# PROMPT
Write out the line with "Practice step: identify the tall" and each line after it to the end of the material, exactly as they appear and with nothing else.

◆ ◆ ◆ ◆

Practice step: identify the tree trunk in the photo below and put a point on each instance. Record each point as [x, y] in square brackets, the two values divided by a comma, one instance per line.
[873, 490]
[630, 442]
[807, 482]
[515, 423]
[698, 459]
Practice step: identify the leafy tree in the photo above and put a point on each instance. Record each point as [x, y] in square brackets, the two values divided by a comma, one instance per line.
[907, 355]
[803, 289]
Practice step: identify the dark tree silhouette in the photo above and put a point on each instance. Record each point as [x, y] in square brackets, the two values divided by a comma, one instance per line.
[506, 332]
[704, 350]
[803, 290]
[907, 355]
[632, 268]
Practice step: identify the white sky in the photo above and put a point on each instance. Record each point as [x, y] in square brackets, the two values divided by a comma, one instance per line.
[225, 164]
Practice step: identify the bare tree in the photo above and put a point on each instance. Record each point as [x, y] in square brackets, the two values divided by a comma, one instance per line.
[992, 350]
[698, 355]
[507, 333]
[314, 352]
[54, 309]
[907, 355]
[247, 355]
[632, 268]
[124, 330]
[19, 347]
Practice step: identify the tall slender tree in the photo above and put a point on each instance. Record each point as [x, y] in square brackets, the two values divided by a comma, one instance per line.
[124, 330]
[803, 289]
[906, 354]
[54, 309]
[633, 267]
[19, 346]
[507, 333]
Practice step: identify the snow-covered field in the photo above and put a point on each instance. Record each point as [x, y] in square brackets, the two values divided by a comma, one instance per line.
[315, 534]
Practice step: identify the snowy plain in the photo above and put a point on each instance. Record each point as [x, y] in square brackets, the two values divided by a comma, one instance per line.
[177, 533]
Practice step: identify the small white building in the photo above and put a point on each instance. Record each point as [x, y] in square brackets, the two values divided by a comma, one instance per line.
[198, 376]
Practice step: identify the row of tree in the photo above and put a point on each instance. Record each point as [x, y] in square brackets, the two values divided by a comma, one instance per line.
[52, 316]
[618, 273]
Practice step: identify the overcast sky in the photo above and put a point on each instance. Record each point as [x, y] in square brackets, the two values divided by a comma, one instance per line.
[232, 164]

◆ ◆ ◆ ◆

# RESPONSE BOX
Practice step: identify the tall slender tree in the photo above and put a point on each instance. Record each point as [x, y] in square brackets, the two values divided by a comma, one instance per line.
[124, 330]
[803, 289]
[906, 354]
[54, 309]
[633, 267]
[19, 346]
[507, 333]
Practice step: identify the snow-covered field in the photo above and put a point on each instance. Record each point as [x, y] in square brackets, the two values divided by a comma, one instance per line.
[315, 534]
Practice step: identify the snowy plain in the photo above and put a point on each instance. Record each point as [x, y] in square brackets, the two values divided by a comma, one instance per line.
[177, 533]
Practice step: identify the small white building in the photo above and put a point on each instance. Record each point as [x, y] in square brackets, the two values divided by a comma, one instance per line.
[198, 376]
Practice step: identify the row of tree in the photo above and put a point on each instance. Record each point as [x, y] in square brackets, the two values divided by a comma, one instance per line.
[52, 316]
[618, 273]
Practice step: identify the overcast sky in the photo above and put a point on each instance. Record each point as [x, y] in square brackets, the two values divided by a comma, one instance per line.
[232, 164]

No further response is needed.